Short problem 1:
Answer each from the passage on the Samburu faith:
(a) What was the ladder that once linked humankind to Ngai made of?
(b) About how high is Mount Nyiru?
(c) What did Ngai place at the spot where the ladder had been cut?
Short problem 2: Carry the passage on the Samburu faith forward, picking up after its final sentence.

Text shown:
>> begin
The Samburu faith is monotheistic. It holds its own sacred history in which, I was told, humankind had once been linked to Ngai by a ladder made of leather. Ages ago, a Samburu man, enraged by the death of his herd, cut the ladder, and ever since the people have been disconnected from their deity. Yet when the Samburu spoke to me about Ngai, they evoked not a divinity that is abstract and removed but one that is, though invisible, close at hand, especially on the steep mountains that bound the valley, and most especially on a particular set of ridges and rocky peaks known collectively as Mount Nyiru. This, the tribe’s most hallowed mountain, about 9,000 feet high, rises immediately to the west of Kurungu. It looms over the family’s backyard. Ngai is up there, taking care of his people. He had granted the Samburu the knowledge of how to survive on cow’s blood, Andrea and his crew said. And he was forgiving when the people did wrong. He had placed a spring at the spot where the leather ladder had been cut.
>> end
Data shown:
>> begin
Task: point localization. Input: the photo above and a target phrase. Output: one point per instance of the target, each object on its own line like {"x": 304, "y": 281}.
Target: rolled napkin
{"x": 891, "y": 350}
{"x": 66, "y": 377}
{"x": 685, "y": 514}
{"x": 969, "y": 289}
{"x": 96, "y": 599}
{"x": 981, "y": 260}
>> end
Task answer 1:
(a) Leather.
(b) About 9,000 feet.
(c) A spring.

Task answer 2:
My cousin told me that the spring is in a place called Kisima, and it is a must-see. It is about halfway between rumuruti and maralal, and not too far from the main road. We couldn’t stop to go there, but i plan on visiting next time i go back. There are imprints in the rock of where the animals came off the ladder, and it is revered ground among the samburu.

Click here for afew of my pics [sorry i cant post the rest since they are of family].
I had some misgivings about the attribution of pictures in the original piece in the Times magazine (print edition), a picture of the preacher had clear annotation of his name - Richard Losieku. There was another picture of two samburu warriors with this in the margin
“convertible? Samburu Warriors. Their tribe, especially the men are among the last holdouts in Africa”.
Well, how come their names were not included? If one had the time to take the picture, they would also have a moment to write down the warrior’s names?

The author deftly touched on the topic of FGM and i think his facts were on point. Of note

Most Samburu girls have the cutting done just before their weddings, which often come when they are young teenagers. Others have their clitorises excised as part of a Samburu ceremony initiating and circumcising boys and young men as moran older sisters must be cut before their brothers can become warriors.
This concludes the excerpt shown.